> **TASK REQUIREMENTS**:
Using the entries below, transcribe exactly the line containing "Expected behaviour: for every instance of the conical" and each line that follows it to the end.

> **DATA FOR THE TASK**:
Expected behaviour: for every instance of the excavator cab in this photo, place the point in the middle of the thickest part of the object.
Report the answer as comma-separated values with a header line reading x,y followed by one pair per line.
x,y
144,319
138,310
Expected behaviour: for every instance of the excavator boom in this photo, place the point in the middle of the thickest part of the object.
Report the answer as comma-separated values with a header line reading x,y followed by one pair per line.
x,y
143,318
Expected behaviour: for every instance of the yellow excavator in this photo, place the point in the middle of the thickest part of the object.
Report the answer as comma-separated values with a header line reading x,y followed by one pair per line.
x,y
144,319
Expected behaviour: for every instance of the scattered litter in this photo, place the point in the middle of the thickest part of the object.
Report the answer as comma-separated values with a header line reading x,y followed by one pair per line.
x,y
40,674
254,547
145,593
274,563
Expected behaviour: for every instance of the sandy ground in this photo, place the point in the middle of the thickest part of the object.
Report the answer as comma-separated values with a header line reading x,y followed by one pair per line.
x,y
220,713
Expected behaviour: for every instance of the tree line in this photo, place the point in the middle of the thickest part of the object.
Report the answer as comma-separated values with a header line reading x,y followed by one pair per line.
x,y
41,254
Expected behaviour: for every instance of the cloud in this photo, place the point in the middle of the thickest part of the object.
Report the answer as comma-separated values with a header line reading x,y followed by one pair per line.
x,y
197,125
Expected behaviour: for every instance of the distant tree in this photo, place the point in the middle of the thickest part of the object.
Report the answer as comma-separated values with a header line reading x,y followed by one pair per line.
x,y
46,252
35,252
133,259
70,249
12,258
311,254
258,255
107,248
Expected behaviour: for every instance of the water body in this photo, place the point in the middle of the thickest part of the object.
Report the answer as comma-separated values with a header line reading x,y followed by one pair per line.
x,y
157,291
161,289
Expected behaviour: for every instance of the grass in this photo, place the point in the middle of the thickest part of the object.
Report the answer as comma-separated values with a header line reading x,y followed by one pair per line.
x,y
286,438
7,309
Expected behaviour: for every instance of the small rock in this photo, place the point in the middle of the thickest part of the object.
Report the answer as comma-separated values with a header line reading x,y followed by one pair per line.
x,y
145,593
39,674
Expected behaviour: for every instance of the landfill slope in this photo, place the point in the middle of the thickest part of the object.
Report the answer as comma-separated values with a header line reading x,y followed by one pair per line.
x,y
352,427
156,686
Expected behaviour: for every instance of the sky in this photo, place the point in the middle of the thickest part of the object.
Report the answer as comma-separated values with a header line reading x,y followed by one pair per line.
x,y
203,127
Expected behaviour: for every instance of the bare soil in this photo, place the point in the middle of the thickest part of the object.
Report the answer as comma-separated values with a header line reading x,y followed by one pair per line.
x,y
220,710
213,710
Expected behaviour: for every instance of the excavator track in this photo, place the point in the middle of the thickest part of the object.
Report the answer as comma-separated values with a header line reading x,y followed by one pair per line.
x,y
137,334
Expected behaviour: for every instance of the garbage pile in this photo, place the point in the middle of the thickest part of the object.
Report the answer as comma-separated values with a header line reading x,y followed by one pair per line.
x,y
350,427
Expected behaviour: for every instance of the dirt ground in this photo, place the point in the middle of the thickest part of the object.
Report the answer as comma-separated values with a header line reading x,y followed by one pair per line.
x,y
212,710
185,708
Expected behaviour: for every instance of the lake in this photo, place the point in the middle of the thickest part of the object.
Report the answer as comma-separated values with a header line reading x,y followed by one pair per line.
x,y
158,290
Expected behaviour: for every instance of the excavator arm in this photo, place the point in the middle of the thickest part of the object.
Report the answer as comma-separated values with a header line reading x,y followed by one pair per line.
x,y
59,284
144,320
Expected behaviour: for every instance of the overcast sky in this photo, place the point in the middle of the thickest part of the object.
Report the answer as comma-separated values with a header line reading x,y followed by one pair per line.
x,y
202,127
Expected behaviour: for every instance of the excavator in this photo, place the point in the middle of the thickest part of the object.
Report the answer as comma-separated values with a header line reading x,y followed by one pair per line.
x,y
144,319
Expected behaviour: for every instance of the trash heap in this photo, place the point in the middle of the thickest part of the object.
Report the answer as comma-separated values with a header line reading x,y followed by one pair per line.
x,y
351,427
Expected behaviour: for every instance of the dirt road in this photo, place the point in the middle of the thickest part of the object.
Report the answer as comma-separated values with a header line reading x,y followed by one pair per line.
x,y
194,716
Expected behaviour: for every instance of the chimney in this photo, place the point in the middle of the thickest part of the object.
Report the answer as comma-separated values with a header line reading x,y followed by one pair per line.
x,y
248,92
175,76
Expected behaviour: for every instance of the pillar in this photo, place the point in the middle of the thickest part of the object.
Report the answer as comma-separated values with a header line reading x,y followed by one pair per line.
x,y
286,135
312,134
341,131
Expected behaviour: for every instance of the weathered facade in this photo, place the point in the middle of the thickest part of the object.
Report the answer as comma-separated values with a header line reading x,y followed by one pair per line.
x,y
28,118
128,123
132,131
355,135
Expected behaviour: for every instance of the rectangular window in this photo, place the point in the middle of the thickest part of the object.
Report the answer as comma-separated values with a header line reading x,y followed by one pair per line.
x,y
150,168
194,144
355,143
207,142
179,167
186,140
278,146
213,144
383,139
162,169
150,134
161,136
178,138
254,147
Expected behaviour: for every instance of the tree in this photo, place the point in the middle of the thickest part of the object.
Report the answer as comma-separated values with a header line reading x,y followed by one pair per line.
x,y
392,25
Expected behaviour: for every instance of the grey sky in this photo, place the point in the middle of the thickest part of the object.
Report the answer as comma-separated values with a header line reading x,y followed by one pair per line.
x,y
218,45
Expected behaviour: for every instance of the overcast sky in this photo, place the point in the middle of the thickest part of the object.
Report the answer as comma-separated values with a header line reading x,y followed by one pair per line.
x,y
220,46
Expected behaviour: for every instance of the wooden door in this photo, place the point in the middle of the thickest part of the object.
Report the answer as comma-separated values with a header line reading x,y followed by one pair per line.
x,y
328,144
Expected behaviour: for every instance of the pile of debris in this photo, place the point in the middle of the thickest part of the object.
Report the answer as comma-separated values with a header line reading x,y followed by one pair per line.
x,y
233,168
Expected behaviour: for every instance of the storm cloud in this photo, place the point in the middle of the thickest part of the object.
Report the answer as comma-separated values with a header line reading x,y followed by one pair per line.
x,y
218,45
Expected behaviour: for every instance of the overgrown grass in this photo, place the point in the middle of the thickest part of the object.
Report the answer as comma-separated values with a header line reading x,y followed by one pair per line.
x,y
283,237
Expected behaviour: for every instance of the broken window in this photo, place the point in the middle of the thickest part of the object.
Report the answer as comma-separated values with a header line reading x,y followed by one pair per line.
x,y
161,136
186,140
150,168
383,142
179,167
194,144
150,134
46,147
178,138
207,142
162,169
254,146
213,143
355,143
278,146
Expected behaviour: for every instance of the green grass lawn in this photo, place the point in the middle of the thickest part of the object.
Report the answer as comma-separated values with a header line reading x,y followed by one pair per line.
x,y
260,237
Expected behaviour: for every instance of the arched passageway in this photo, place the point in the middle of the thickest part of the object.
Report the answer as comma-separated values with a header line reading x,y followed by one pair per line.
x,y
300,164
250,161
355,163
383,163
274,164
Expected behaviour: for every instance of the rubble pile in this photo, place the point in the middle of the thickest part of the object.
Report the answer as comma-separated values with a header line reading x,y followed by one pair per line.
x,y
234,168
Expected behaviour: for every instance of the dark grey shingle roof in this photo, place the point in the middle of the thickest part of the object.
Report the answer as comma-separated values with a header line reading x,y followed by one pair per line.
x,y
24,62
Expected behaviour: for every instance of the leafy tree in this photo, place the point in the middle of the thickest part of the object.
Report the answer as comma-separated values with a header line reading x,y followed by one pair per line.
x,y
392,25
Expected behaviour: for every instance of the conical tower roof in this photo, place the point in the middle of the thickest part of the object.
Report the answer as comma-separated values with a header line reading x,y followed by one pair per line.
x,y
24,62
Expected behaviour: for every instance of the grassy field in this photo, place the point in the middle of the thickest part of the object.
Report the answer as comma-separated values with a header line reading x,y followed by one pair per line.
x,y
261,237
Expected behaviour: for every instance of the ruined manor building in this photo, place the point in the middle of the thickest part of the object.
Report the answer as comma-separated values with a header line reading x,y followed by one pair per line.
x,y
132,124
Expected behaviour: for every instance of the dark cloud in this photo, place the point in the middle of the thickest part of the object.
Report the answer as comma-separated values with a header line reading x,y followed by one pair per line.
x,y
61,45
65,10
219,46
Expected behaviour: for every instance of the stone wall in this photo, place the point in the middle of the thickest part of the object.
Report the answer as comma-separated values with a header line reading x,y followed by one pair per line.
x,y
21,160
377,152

> **TASK SOLUTION**:
Expected behaviour: for every instance of the conical tower roof in this photo, place the point in the middle of the thickest part of the object.
Report the answer as comma-separated values with a header line reading x,y followed by one pair per line.
x,y
24,62
Expected behaviour: for every instance of the grassy field in this photo, place the point in the middle of the thickest part of the object.
Report the answer as comma-separated values with a header line reading x,y followed by one pair per line.
x,y
261,237
Expected behaviour: for every instance of the ruined manor building in this photo, place the point in the middle of the thickest part of the object.
Report the answer as comma-separated values with a header line reading x,y followed by one pair per line.
x,y
132,124
Expected behaviour: for every instance of the dark cloud in this photo, place the point in the middle of the thickest part of the object.
Report the answer as comma-separated values with a header line reading x,y followed by one pair per line.
x,y
61,45
65,10
219,46
Expected behaviour: for every instance of the stone wall in this photo, place the point in the middle of the thickest part of the object.
Report the answer as comma-separated values with a header line reading x,y followed by one pair per line.
x,y
21,160
377,152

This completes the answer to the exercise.